• DOCUMENT PASSAGE:
────────────────────────────────────────
Don't Give Up!
by Morris Chalfant
Louisa May Alcott, Ludwig van Beethoven, Hans Christian Anderson, Napoleon Bonaparte, Robert Burns, John Burroughs, Andrew Carnegie, Thomas Carlyle, George Goethals, Oliver Goldsmith, Ulysses S. Grant, Andrew Jackson, Abraham Lincoln, Martin Luther, Franz Schubert, and Booker T. Washington. What did all these famous people have in common?
They were born in or had to fight poverty. None was aided by "relief" or a "guaranteed" income. They overcame their handicaps of being without funds, and didn't even have the opportunities that exist today. Yet each in his or her own way gave something good to the world. Each one will always be remembered.
Vision of the soul
When a person is fettered by handicaps, he is not permanently hindered unless the vision of the soul is gone (Proverbs 29:18). He is tempted to surrender because there seems to be no future, nothing ahead. Some staggering loss has shattered life's plans; the light has gone out on the hilltop; and the desire to try again has withered under the fierce onslaught of trouble and sorrow.
────────────────────────────────────────
• REQUIREMENT A:
Rescale the records: start at the beginning of the records and stop after the line that contains "161 32 L 160", with both ends included. Rewrite those lines with the requests unchanged, and multiply every polygon coordinate in the answers by 2.2, rounding to whole numbers with halves going up.
The records that follow have no connection to the text above.
────────────────────────────────────────
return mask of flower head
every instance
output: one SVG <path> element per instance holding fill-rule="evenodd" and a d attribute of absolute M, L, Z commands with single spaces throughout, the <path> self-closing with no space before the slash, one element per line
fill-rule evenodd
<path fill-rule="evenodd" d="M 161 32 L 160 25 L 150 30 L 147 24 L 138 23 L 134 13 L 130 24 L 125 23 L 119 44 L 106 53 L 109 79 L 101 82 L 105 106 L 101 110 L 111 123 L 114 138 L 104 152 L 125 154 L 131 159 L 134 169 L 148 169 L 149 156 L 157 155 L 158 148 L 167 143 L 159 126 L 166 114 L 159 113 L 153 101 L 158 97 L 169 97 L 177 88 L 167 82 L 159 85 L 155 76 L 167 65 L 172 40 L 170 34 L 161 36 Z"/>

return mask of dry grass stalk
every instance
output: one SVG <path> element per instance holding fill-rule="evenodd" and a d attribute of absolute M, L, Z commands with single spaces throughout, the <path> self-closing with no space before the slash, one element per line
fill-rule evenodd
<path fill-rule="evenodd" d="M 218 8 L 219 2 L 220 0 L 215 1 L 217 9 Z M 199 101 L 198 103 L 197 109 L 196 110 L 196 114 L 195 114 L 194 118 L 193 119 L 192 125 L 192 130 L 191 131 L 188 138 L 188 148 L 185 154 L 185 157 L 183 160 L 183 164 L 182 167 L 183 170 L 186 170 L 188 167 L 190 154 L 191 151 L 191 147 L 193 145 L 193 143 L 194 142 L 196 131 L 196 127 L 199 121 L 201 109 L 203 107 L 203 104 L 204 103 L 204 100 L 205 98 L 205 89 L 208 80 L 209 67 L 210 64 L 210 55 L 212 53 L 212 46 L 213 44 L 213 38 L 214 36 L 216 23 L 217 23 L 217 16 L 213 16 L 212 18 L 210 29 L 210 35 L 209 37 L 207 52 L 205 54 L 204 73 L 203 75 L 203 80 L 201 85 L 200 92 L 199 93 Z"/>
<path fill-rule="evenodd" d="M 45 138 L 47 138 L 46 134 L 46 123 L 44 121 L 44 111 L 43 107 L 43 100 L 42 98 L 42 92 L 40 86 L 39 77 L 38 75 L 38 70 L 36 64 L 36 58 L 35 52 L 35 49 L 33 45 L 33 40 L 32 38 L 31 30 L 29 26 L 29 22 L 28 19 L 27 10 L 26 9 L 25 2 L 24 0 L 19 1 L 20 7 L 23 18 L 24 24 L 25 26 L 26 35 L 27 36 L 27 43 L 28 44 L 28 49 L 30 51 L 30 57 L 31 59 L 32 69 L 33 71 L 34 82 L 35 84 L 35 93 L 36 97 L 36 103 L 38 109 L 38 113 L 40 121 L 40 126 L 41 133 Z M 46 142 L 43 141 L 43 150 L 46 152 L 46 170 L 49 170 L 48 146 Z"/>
────────────────────────────────────────
• REQUIREMENT B:
In the passage "Don't Give Up!", what did all of the famous people listed have in common?

• WRITTEN ANSWER A:
return mask of flower head
every instance
output: one SVG <path> element per instance holding fill-rule="evenodd" and a d attribute of absolute M, L, Z commands with single spaces throughout, the <path> self-closing with no space before the slash, one element per line
fill-rule evenodd
<path fill-rule="evenodd" d="M 354 70 L 352 55 L 330 66 L 323 53 L 304 51 L 295 29 L 286 53 L 275 51 L 262 97 L 233 117 L 240 174 L 222 180 L 231 233 L 222 242 L 244 271 L 251 304 L 229 334 L 275 339 L 288 350 L 295 372 L 326 372 L 328 343 L 345 341 L 348 326 L 367 315 L 350 277 L 365 251 L 350 249 L 337 222 L 348 213 L 372 213 L 389 194 L 367 180 L 350 187 L 341 167 L 367 143 L 378 88 L 374 75 L 354 79 Z"/>

• WRITTEN ANSWER B:
They were born in poverty or had to fight it.